Copy the entries verbatim, from the line containing "116L277 118L265 110ZM286" through the line containing "positive clicks: (294, 110) (316, 124)", including both of those lines.

========================================================================

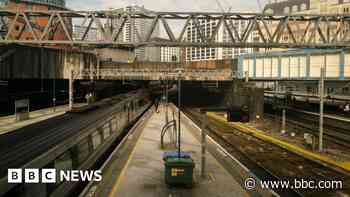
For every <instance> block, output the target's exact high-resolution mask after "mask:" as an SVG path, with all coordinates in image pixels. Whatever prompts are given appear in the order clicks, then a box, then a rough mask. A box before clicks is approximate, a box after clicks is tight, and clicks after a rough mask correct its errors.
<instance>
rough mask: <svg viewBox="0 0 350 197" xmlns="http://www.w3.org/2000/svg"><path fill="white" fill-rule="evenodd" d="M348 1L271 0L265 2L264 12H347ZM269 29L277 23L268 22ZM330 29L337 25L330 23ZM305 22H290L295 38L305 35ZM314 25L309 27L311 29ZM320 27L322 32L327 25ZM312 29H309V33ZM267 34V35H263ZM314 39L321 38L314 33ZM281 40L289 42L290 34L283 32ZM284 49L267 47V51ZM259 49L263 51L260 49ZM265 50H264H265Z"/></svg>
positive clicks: (339, 12) (320, 37) (313, 38)
mask: <svg viewBox="0 0 350 197" xmlns="http://www.w3.org/2000/svg"><path fill="white" fill-rule="evenodd" d="M349 9H350V1H349V0H273V1H270V2H269V3H268V4H266V6H265V8H264V12H265V13H268V14H275V15H288V14H349ZM269 25H270V28H271V29H275V28H276V27H277V24H276V23H275V24H269ZM330 25H331V26H330V29H332V28H334V29H337V28H338V27H336V26H333V27H332V25H334V24H330ZM306 26H307V23H304V24H298V25H293V23H291V29H292V32H293V34H294V37H295V39H296V40H300V39H302V38H303V37H304V36H305V32H304V29H305V28H306ZM313 28H315V27H310V29H311V30H312V29H313ZM320 28H321V30H322V31H323V32H326V28H329V27H328V25H325V24H321V25H320ZM347 28H349V26H345V28H344V29H343V31H342V32H340V33H339V38H341V37H342V35H343V34H344V33H345V32H347V30H346V29H347ZM311 32H312V31H309V33H311ZM265 36H267V35H265ZM312 38H313V39H314V40H315V41H318V40H321V37H320V35H319V34H318V33H316V34H315V35H314V36H313V37H312ZM281 39H282V41H283V42H291V39H292V38H291V36H290V35H289V34H288V33H286V32H285V33H284V34H283V36H282V38H281ZM271 50H273V51H276V50H282V51H284V50H286V49H268V51H271ZM260 51H264V49H261V50H260ZM265 51H266V50H265Z"/></svg>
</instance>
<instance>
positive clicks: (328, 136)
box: [265, 109, 350, 148]
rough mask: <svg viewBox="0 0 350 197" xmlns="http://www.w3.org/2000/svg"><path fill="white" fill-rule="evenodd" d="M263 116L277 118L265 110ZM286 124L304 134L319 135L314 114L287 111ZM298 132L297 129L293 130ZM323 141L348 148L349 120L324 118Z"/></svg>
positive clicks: (294, 110) (316, 124)
mask: <svg viewBox="0 0 350 197" xmlns="http://www.w3.org/2000/svg"><path fill="white" fill-rule="evenodd" d="M265 115H267V116H268V117H270V118H278V119H280V117H281V116H278V115H276V111H272V110H267V111H266V113H265ZM286 122H287V124H289V125H293V126H294V127H296V128H300V129H301V130H302V131H303V132H304V133H305V132H309V133H312V134H313V135H315V136H318V135H319V116H318V115H316V114H314V113H306V112H304V111H301V110H297V109H288V111H287V117H286ZM294 130H295V131H296V132H298V130H297V129H294ZM324 136H325V140H328V141H330V142H333V143H335V144H338V145H341V146H344V147H347V148H350V120H349V122H345V121H342V120H340V119H336V118H330V117H325V121H324Z"/></svg>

========================================================================

- EXPECTED OUTPUT:
rough mask: <svg viewBox="0 0 350 197" xmlns="http://www.w3.org/2000/svg"><path fill="white" fill-rule="evenodd" d="M263 116L277 118L265 110ZM286 124L304 134L319 135L314 114L287 111ZM298 132L297 129L293 130ZM323 141L348 148L349 120L324 118Z"/></svg>
positive clicks: (294, 110) (316, 124)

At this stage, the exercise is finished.